**Text excerpt**
>>>>

# British Cycling Membership and Halfords 10% off Not Accepted??



## Sore Thumb (9 May 2012)

Just went into Halfords to get a couple of items.
I took my British Cycling membership card and the membership benefits leaflet that shows you all your discounts including the 10% Halfords discount.

It says

"claim 10% off all purchases at Halfords stores nationwide including the Boardman range. This offer applies to already discounted items as well."

Even though I showed them the information they said they knew nothing of the offer and had no code for the till. They also said it was probably on line only and if not I would need to download a voucher. 

So guess what they refused to accept my membership discount and charged me full price.

Does anyone have experience with using the british cycling offering a Halfords store?

Thanks


----------



## compo (9 May 2012)

Have you read the small small print. If so and you still think you are right then keep your receipt and complain to BC and Halfords head office.

Since I didn't renew with BC and joined the London Cycling Campaign instead I have had no end of phone calls, letters and emails from British Cycling trying to get me to sign up again. This has been going on for nearly 6 months now despite my asking them to stop. I will never rejoin them now.


----------



## compo (9 May 2012)

I have just looked on the British Cycling website here: http://www.britishcycling.org.uk/membership/article/halfords-discounts

The final two sentences of the blurb may be helpful to you:
_*To get this benefit, as well as all the other great benefits on offer, you can join British Cycling for just £2 a month. If you’re already a member, click on ‘Claim Benefit’ below to find out the redemption process.*_


----------



## TheSandwichMonster (9 May 2012)

When logged into the BC website:



> *How to get your discount:*
> You can either print off the voucher below to use in store or use the promotional code XXXXXX for purchases online.


So you did need to download a voucher, and so the staff were correct.


----------



## Sore Thumb (9 May 2012)

<<<<

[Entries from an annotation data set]
>>>>

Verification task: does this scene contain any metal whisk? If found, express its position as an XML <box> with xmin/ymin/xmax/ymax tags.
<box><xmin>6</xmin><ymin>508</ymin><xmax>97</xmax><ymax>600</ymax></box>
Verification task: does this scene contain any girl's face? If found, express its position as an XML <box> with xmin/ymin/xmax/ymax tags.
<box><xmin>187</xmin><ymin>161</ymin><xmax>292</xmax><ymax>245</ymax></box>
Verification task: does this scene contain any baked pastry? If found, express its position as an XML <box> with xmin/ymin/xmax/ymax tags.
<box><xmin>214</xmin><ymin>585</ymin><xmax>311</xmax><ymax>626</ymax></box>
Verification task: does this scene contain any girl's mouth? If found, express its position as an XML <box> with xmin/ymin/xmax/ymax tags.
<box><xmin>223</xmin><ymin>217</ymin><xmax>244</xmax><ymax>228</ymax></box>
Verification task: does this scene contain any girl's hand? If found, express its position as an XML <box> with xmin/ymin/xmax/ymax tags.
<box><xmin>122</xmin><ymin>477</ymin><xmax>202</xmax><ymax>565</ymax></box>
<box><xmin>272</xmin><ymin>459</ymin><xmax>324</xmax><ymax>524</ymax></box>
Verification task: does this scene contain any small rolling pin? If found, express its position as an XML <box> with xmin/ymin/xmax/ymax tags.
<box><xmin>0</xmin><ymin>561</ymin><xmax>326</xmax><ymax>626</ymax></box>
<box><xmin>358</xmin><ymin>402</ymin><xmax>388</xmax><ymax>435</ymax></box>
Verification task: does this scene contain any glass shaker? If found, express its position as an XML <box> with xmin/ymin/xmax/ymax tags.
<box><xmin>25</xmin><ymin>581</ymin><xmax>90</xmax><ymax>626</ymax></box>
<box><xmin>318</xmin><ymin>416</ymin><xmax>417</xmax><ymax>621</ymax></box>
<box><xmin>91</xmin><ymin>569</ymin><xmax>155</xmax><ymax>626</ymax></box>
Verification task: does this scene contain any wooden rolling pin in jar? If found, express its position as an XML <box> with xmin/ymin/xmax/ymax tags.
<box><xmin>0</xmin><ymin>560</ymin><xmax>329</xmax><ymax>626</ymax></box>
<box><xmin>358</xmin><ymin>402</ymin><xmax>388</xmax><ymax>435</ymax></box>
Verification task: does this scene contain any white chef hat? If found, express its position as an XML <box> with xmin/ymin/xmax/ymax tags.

<<<<

**Objective 1**
Reproduce the passage from the Halfords discount thread that begins at the words "So guess what" and stops after "a Halfords store?".
**Objective 2**
List each distinct username that heads a post in the Halfords discount thread.
**Objective 3**
Answer these from the Halfords discount thread:
(a) What percentage discount at Halfords does the membership benefits leaflet promise?
(b) Which organization did compo join instead of renewing with British Cycling?
(c) What monthly price does the British Cycling website blurb give for joining?

**Exercise result 1**
So guess what they refused to accept my membership discount and charged me full price.

Does anyone have experience with using the british cycling offering a Halfords store?

**Exercise result 2**
Sore Thumb
compo
TheSandwichMonster

**Exercise result 3**
(a) 10%
(b) The London Cycling Campaign
(c) £2 a month